Items from a data source:
** START **

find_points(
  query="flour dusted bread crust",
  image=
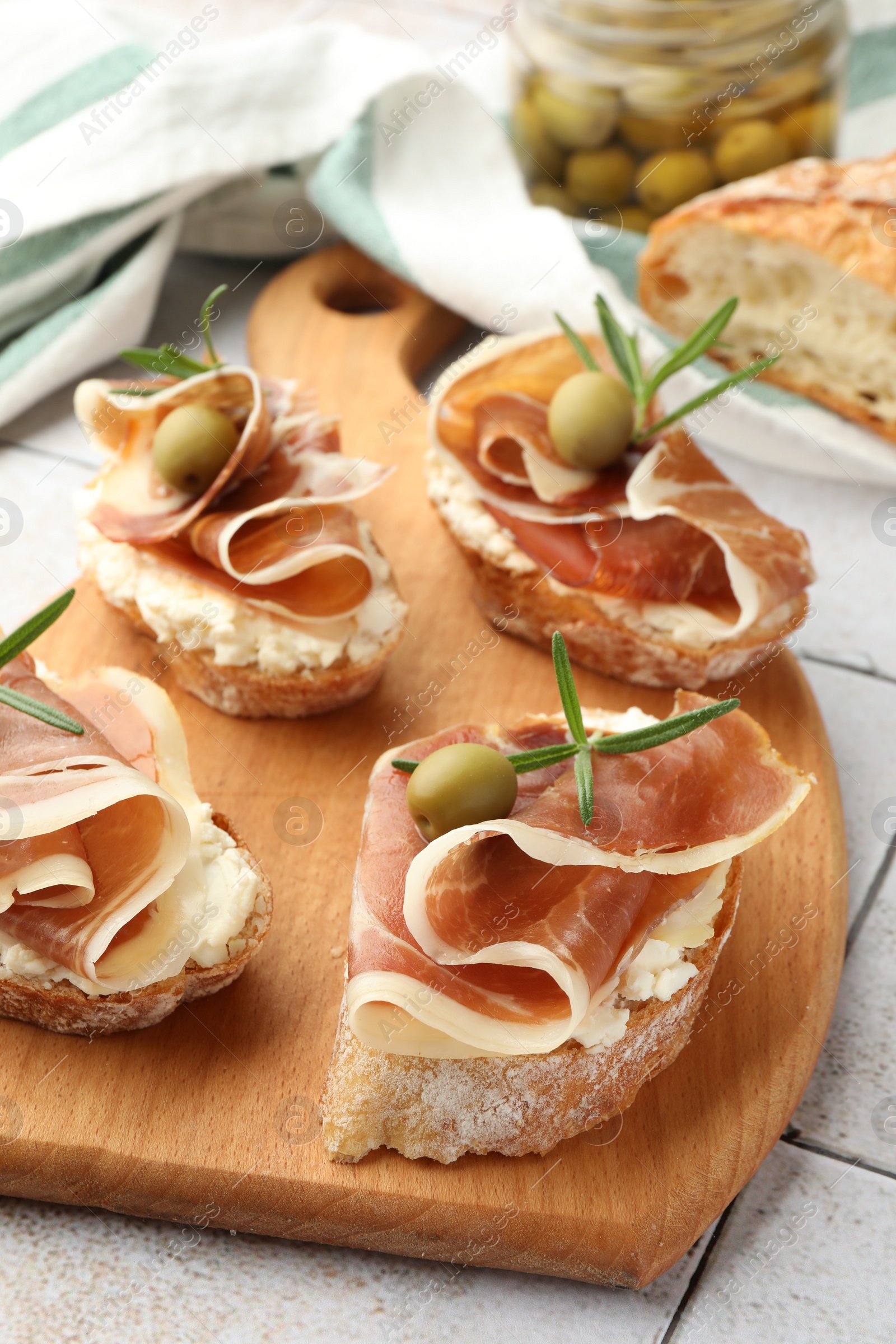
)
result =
(809, 250)
(248, 693)
(609, 646)
(65, 1009)
(445, 1108)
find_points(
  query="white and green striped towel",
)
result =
(123, 131)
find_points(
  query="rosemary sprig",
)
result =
(610, 744)
(15, 644)
(38, 710)
(171, 362)
(644, 384)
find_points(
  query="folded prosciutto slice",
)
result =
(102, 867)
(660, 526)
(274, 525)
(503, 939)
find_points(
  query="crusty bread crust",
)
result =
(445, 1108)
(250, 694)
(823, 206)
(65, 1009)
(609, 647)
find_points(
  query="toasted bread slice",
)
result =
(246, 693)
(244, 690)
(808, 249)
(445, 1108)
(65, 1009)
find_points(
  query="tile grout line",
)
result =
(809, 1146)
(847, 667)
(871, 897)
(698, 1275)
(49, 452)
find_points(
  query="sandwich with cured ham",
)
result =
(575, 501)
(523, 959)
(221, 525)
(122, 894)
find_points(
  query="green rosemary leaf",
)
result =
(566, 686)
(742, 375)
(540, 757)
(19, 640)
(38, 710)
(637, 371)
(585, 785)
(204, 321)
(693, 347)
(578, 344)
(655, 734)
(620, 347)
(167, 361)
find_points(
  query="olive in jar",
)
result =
(669, 179)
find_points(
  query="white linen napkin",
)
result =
(117, 122)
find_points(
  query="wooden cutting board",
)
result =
(211, 1117)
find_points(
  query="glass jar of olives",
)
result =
(628, 108)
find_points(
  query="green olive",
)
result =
(191, 447)
(548, 194)
(652, 132)
(538, 153)
(669, 179)
(577, 124)
(459, 787)
(636, 218)
(750, 148)
(600, 176)
(590, 420)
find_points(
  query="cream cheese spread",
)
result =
(197, 616)
(472, 523)
(231, 894)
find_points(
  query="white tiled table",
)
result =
(805, 1252)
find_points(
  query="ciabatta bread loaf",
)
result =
(810, 252)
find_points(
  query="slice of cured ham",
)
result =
(661, 528)
(273, 528)
(132, 502)
(318, 545)
(120, 803)
(766, 562)
(500, 939)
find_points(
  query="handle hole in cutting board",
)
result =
(358, 299)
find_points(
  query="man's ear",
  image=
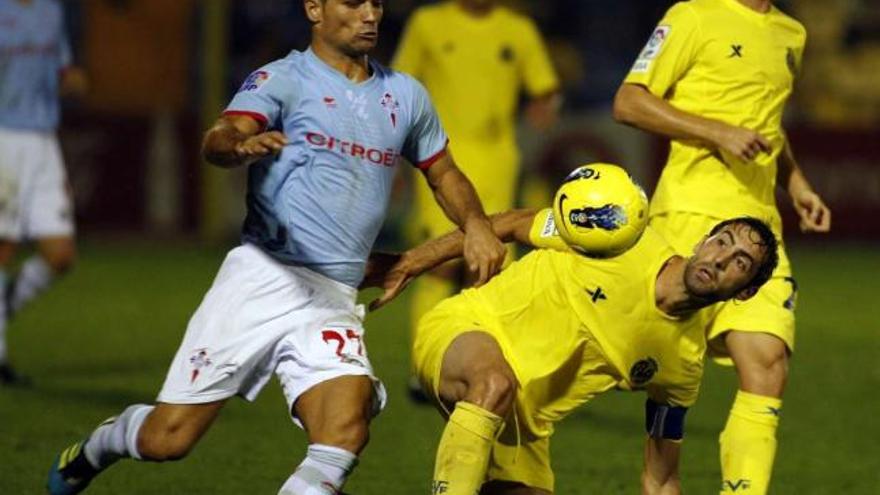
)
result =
(746, 293)
(314, 10)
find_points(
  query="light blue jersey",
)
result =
(321, 202)
(33, 51)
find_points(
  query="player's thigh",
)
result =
(181, 425)
(442, 356)
(471, 357)
(47, 205)
(337, 411)
(520, 465)
(15, 169)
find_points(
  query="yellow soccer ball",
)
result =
(600, 211)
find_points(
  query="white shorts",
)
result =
(34, 194)
(260, 317)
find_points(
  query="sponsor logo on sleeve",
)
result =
(652, 48)
(389, 103)
(255, 81)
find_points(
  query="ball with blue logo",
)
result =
(600, 210)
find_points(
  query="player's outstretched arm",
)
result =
(814, 215)
(392, 272)
(483, 252)
(237, 140)
(660, 474)
(636, 106)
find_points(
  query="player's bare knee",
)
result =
(351, 432)
(165, 444)
(493, 389)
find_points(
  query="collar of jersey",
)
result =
(332, 72)
(751, 13)
(471, 20)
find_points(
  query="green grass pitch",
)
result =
(104, 336)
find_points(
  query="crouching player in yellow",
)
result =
(507, 360)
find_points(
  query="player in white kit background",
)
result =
(35, 203)
(322, 132)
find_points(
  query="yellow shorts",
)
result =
(517, 455)
(770, 311)
(492, 169)
(522, 451)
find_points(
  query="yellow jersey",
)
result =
(572, 327)
(474, 67)
(722, 60)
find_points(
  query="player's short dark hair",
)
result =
(767, 239)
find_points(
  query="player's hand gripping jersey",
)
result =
(321, 201)
(723, 61)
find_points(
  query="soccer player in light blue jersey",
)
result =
(35, 66)
(322, 132)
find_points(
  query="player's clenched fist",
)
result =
(483, 252)
(261, 145)
(745, 144)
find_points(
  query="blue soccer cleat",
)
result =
(71, 472)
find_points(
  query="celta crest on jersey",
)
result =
(390, 105)
(254, 81)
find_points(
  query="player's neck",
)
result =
(355, 69)
(670, 294)
(761, 6)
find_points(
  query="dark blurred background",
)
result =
(162, 70)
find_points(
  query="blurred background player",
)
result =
(474, 57)
(321, 131)
(35, 203)
(714, 78)
(502, 383)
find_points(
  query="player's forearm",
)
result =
(635, 106)
(456, 196)
(220, 146)
(509, 226)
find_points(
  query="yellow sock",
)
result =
(748, 444)
(464, 450)
(428, 290)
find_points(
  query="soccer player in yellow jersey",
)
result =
(714, 78)
(474, 57)
(505, 361)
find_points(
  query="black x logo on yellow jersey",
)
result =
(597, 294)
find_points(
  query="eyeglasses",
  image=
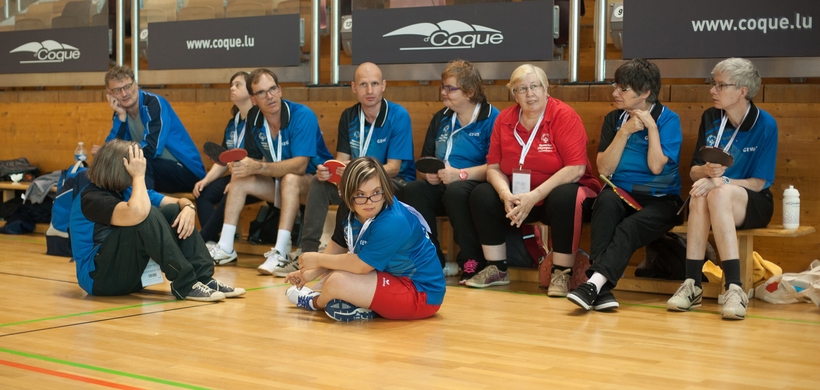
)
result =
(375, 198)
(619, 89)
(524, 90)
(117, 91)
(264, 94)
(448, 88)
(719, 86)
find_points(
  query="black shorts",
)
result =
(759, 209)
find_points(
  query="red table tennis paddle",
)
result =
(623, 195)
(222, 156)
(429, 165)
(332, 166)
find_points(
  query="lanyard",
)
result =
(453, 133)
(236, 128)
(723, 120)
(526, 148)
(276, 155)
(364, 144)
(349, 238)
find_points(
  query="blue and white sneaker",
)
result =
(343, 311)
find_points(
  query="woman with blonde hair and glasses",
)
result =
(459, 136)
(380, 259)
(537, 170)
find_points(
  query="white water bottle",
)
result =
(79, 153)
(791, 208)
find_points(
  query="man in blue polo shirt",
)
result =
(287, 136)
(174, 163)
(372, 127)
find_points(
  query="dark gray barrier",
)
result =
(225, 43)
(79, 49)
(476, 32)
(719, 29)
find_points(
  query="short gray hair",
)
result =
(742, 72)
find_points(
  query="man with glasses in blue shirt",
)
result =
(285, 146)
(173, 161)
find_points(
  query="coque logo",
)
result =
(48, 51)
(450, 34)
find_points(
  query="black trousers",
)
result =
(124, 255)
(452, 200)
(564, 210)
(618, 230)
(168, 176)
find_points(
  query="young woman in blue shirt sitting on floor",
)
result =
(380, 259)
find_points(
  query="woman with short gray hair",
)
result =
(732, 169)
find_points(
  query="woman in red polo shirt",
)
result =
(537, 170)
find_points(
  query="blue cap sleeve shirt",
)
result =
(470, 143)
(392, 137)
(633, 173)
(299, 133)
(754, 148)
(90, 225)
(395, 242)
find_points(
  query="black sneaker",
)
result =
(605, 301)
(584, 295)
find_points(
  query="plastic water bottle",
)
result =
(79, 153)
(791, 208)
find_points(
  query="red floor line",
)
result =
(67, 376)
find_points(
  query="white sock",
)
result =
(283, 242)
(226, 239)
(598, 280)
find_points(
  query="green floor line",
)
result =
(100, 369)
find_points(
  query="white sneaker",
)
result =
(736, 302)
(450, 268)
(221, 257)
(273, 260)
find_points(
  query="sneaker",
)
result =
(559, 281)
(343, 311)
(203, 293)
(220, 256)
(283, 269)
(470, 269)
(584, 296)
(230, 292)
(272, 260)
(605, 301)
(686, 298)
(489, 276)
(302, 298)
(736, 301)
(450, 269)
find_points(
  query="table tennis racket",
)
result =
(429, 165)
(716, 156)
(332, 166)
(222, 156)
(623, 195)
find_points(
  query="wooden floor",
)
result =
(53, 335)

** END **

Leave the pictures out and reproduce each record exactly as written.

Exercise result
find_points(
  query="flour dusted bread crust",
  image=
)
result =
(809, 250)
(248, 693)
(609, 646)
(65, 1009)
(445, 1108)
find_points(
  query="white and green striped towel",
)
result =
(123, 131)
find_points(
  query="rosemary sprig",
)
result =
(610, 744)
(15, 644)
(38, 710)
(171, 362)
(644, 384)
find_points(
  query="folded prosciutto slice",
)
result =
(102, 867)
(660, 526)
(274, 525)
(503, 939)
find_points(
  query="crusty bread crust",
)
result =
(445, 1108)
(250, 694)
(823, 206)
(65, 1009)
(609, 647)
find_points(
  query="toasted bread slice",
)
result =
(246, 693)
(244, 690)
(808, 249)
(445, 1108)
(65, 1009)
find_points(
  query="tile grout line",
)
result =
(809, 1146)
(847, 667)
(871, 897)
(698, 1275)
(49, 452)
find_points(
  query="sandwich with cured ham",
)
result =
(575, 501)
(523, 959)
(221, 525)
(122, 894)
find_points(
  query="green rosemary leaf",
)
result =
(566, 686)
(742, 375)
(540, 757)
(19, 640)
(38, 710)
(637, 371)
(585, 785)
(204, 321)
(693, 347)
(578, 344)
(655, 734)
(620, 347)
(167, 361)
find_points(
  query="olive in jar",
)
result =
(669, 179)
find_points(
  query="white linen napkin",
)
result =
(117, 122)
find_points(
  query="wooden cutting board",
)
result =
(211, 1117)
find_points(
  query="glass jar of olives",
)
result =
(628, 108)
find_points(
  query="green olive",
)
result =
(191, 447)
(548, 194)
(652, 132)
(538, 153)
(669, 179)
(577, 124)
(459, 787)
(636, 218)
(750, 148)
(600, 176)
(590, 420)
find_points(
  query="cream cheese spread",
)
result =
(197, 616)
(472, 523)
(231, 894)
find_points(
  query="white tiled table",
)
result =
(805, 1252)
find_points(
  query="ciabatta bread loaf",
)
result =
(810, 252)
find_points(
  query="slice of cured ham",
)
result =
(661, 528)
(273, 528)
(132, 502)
(318, 545)
(120, 803)
(766, 562)
(500, 939)
find_points(
  query="handle hole in cutting board",
)
result =
(358, 299)
find_points(
  query="man's ear",
  image=
)
result =
(746, 293)
(314, 10)
find_points(
  query="light blue jersey",
)
result =
(321, 202)
(33, 51)
find_points(
  query="player's thigh",
)
result =
(181, 425)
(442, 356)
(471, 357)
(47, 205)
(337, 411)
(520, 465)
(15, 169)
find_points(
  query="yellow soccer ball",
)
result =
(600, 211)
find_points(
  query="white shorts",
)
result =
(34, 194)
(260, 317)
find_points(
  query="sponsor logo on sleeve",
)
result =
(652, 48)
(389, 103)
(255, 81)
find_points(
  query="ball with blue logo",
)
result =
(600, 210)
find_points(
  query="player's outstretched arm",
)
result =
(814, 215)
(392, 272)
(483, 252)
(237, 140)
(660, 474)
(636, 106)
find_points(
  query="player's bare knee",
)
result =
(351, 432)
(165, 444)
(493, 389)
find_points(
  query="collar of jersey",
)
result =
(332, 72)
(751, 13)
(471, 20)
find_points(
  query="green grass pitch",
)
result =
(104, 336)
find_points(
  query="crouching player in yellow",
)
result =
(507, 360)
find_points(
  query="player in white kit background",
)
result =
(35, 203)
(322, 132)
find_points(
  query="yellow shorts",
)
result =
(517, 455)
(770, 311)
(492, 169)
(522, 451)
find_points(
  query="yellow jersey",
)
result =
(572, 327)
(474, 67)
(722, 60)
find_points(
  query="player's short dark hair",
)
result =
(767, 239)
find_points(
  query="player's hand gripping jersey",
)
result =
(321, 201)
(723, 61)
find_points(
  query="soccer player in light blue jersey",
)
result =
(35, 66)
(322, 132)
find_points(
  query="player's clenched fist",
)
result =
(483, 252)
(261, 145)
(745, 144)
find_points(
  query="blue soccer cleat",
)
result =
(71, 472)
find_points(
  query="celta crest on jersey",
)
result =
(390, 105)
(254, 81)
find_points(
  query="player's neck",
)
result =
(355, 69)
(670, 294)
(761, 6)
find_points(
  query="dark blurred background",
)
result =
(162, 70)
find_points(
  query="blurred background player",
)
result =
(474, 57)
(321, 131)
(35, 203)
(714, 78)
(502, 383)
find_points(
  query="player's forearm",
)
result =
(635, 106)
(456, 196)
(220, 146)
(509, 226)
find_points(
  query="yellow sock",
)
result =
(748, 444)
(464, 450)
(428, 290)
find_points(
  query="soccer player in yellow jersey",
)
result =
(714, 78)
(474, 57)
(505, 361)
find_points(
  query="black x logo on yellow jersey",
)
result =
(597, 294)
find_points(
  query="eyeglasses",
  image=
)
result =
(375, 198)
(619, 89)
(524, 90)
(117, 91)
(264, 94)
(448, 88)
(719, 86)
find_points(
  query="black shorts",
)
result =
(759, 209)
find_points(
  query="red table tennis paddle",
)
result =
(623, 195)
(222, 156)
(429, 165)
(332, 166)
find_points(
  query="lanyard",
)
result =
(453, 133)
(236, 128)
(723, 120)
(526, 148)
(276, 155)
(364, 144)
(349, 238)
find_points(
  query="blue and white sneaker",
)
result =
(343, 311)
find_points(
  query="woman with blonde hair and glasses",
)
result =
(459, 136)
(380, 259)
(537, 170)
find_points(
  query="white water bottle",
)
result =
(79, 153)
(791, 208)
find_points(
  query="man in blue polo shirt",
)
result =
(287, 136)
(174, 163)
(372, 127)
find_points(
  query="dark gray barrier",
)
result =
(225, 43)
(79, 49)
(476, 32)
(719, 29)
find_points(
  query="short gray hair",
)
result =
(742, 72)
find_points(
  query="man with glasses in blue shirt",
)
result =
(285, 146)
(173, 161)
find_points(
  query="coque logo",
)
result =
(48, 51)
(450, 34)
find_points(
  query="black trousers",
)
result =
(124, 255)
(452, 200)
(564, 210)
(618, 230)
(168, 176)
find_points(
  query="young woman in blue shirt sitting on floor",
)
result =
(380, 259)
find_points(
  query="woman with short gray hair",
)
result =
(732, 169)
find_points(
  query="woman in red polo shirt",
)
result =
(537, 170)
find_points(
  query="blue cap sleeve shirt",
)
result =
(470, 143)
(392, 137)
(633, 173)
(299, 133)
(754, 148)
(90, 225)
(395, 242)
find_points(
  query="black sneaker",
)
result =
(605, 301)
(584, 295)
find_points(
  query="plastic water bottle",
)
result =
(79, 153)
(791, 208)
find_points(
  query="red floor line",
)
result =
(67, 376)
find_points(
  query="white sock",
)
result =
(283, 242)
(226, 239)
(598, 280)
find_points(
  query="green floor line",
)
result =
(100, 369)
find_points(
  query="white sneaker",
)
result =
(736, 302)
(450, 268)
(221, 257)
(273, 260)
find_points(
  query="sneaker",
)
result =
(559, 281)
(343, 311)
(203, 293)
(220, 256)
(283, 269)
(470, 269)
(584, 296)
(230, 292)
(272, 260)
(605, 301)
(686, 298)
(489, 276)
(302, 298)
(736, 301)
(450, 269)
find_points(
  query="table tennis racket",
)
result =
(429, 165)
(716, 156)
(332, 166)
(222, 156)
(623, 195)
find_points(
  query="wooden floor",
)
result =
(53, 335)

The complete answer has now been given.